One of the most popular techniques that allow application data to survive OS kernel crashes is checkpointing. Full application state is saved regularly on disk in order to survive an OS crash. One of the drawbacks of checkpointing is its overhead, especially for applications that use large amount of frequently changed data. Laadan and Nieh show that checkpointing a MySql server running one session takes more than a second even on a system with Fibre Channel hard drives . Checkpointing in-memory databases would turn them more into a regular disk-based databases with a big impact on performance. King et al. have suggested making checkpoints of an entire virtual machine . They measured the time overhead of the checkpoints taken every 10 seconds to be 15-27%. In order to reduce overhead, Srinivasan et al. suggest doing in-memory checkpoints . This reduces time overhead to several percentage points even when checkpoints are taken several times a second. But in-memory checkpoints have the same physical memory overhead and restrictions as the Recovery Box approach. In contrast, our mechanism does not produce any run-time overhead. Moreover, in-memory checkpointing solutions can make use of our mechanism to withstand OS crashes by simply implementing a crash procedure.
In this paper, we presented a novel approach that allows applications to survive OS kernel crashes with only minor changes to the kernel and applications. This represents an improvement over the current state of affairs where kernel crashes result in a system reboot with the loss of all volatile application state. We have implemented our approach using Linux, and tested it using two applications: JOE, an interactive text editor, and MySQL that represents a server-type application. We showed that the required changes to the applications were minimal and straightforward in both cases.
Our current implementation is just a first step in the direction of achieving our objectives and as such has quite a number of limitations. While our implementation is capable of restoring application address spaces as well as open files (including the file pointers) and memory-mapped files, it currently does not restore: sockets, pipes, threads, terminals, or the process' registers, including program counter.

(GIVEN TASK A): Reproduce, word for word, the part of the passage on surviving kernel crashes that opens with the words containing "Our current implementation" and closes with "including program counter.".

(LISTED ENTRIES):

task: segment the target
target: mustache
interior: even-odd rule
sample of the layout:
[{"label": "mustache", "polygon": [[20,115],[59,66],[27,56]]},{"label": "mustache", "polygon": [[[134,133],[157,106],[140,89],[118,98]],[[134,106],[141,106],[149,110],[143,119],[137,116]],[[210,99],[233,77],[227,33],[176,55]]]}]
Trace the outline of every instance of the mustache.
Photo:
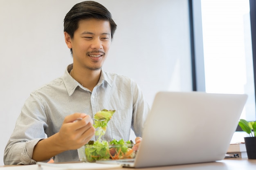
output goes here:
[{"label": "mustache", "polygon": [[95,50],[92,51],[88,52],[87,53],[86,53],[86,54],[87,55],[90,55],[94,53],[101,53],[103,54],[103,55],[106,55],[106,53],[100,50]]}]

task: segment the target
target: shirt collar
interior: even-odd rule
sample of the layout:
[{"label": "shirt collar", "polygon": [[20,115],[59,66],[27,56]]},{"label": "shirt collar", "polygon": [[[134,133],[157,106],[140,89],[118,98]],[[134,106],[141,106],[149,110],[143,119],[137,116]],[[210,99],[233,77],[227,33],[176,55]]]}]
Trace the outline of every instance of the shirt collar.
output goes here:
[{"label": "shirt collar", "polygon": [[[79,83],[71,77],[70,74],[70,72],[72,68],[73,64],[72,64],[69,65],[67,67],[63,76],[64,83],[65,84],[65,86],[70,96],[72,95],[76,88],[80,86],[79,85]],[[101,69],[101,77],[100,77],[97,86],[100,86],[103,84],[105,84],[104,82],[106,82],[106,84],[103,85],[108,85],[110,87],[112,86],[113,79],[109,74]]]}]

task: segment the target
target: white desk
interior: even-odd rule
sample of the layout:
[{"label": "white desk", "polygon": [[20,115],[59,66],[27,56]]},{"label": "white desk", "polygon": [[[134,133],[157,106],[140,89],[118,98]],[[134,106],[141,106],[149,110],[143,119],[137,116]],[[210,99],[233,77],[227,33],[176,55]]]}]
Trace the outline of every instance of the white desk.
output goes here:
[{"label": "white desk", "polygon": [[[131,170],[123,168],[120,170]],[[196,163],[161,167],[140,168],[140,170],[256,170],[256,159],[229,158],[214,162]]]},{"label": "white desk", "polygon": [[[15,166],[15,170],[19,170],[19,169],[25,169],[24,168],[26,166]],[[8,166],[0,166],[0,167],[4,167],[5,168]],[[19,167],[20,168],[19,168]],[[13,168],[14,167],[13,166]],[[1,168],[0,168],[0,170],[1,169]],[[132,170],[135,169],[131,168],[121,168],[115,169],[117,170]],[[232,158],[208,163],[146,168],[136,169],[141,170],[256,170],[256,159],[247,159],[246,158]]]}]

(GIVEN TASK B): Report every line of the rows that contains the string "mustache", copying each such line in full.

(COMPLETE ANSWER A):
Our current implementation is just a first step in the direction of achieving our objectives and as such has quite a number of limitations. While our implementation is capable of restoring application address spaces as well as open files (including the file pointers) and memory-mapped files, it currently does not restore: sockets, pipes, threads, terminals, or the process' registers, including program counter.

(COMPLETE ANSWER B):
target: mustache
[{"label": "mustache", "polygon": [[20,115],[59,66],[27,56]]},{"label": "mustache", "polygon": [[[134,133],[157,106],[140,89],[118,98]],[[134,106],[141,106],[149,110],[143,119],[137,116]],[[210,99],[233,77],[227,33],[176,55]]]}]
Trace the outline of every instance of the mustache.
[{"label": "mustache", "polygon": [[95,50],[92,51],[88,52],[87,53],[86,53],[86,54],[87,55],[90,55],[94,53],[101,53],[103,54],[103,55],[106,55],[106,53],[100,50]]}]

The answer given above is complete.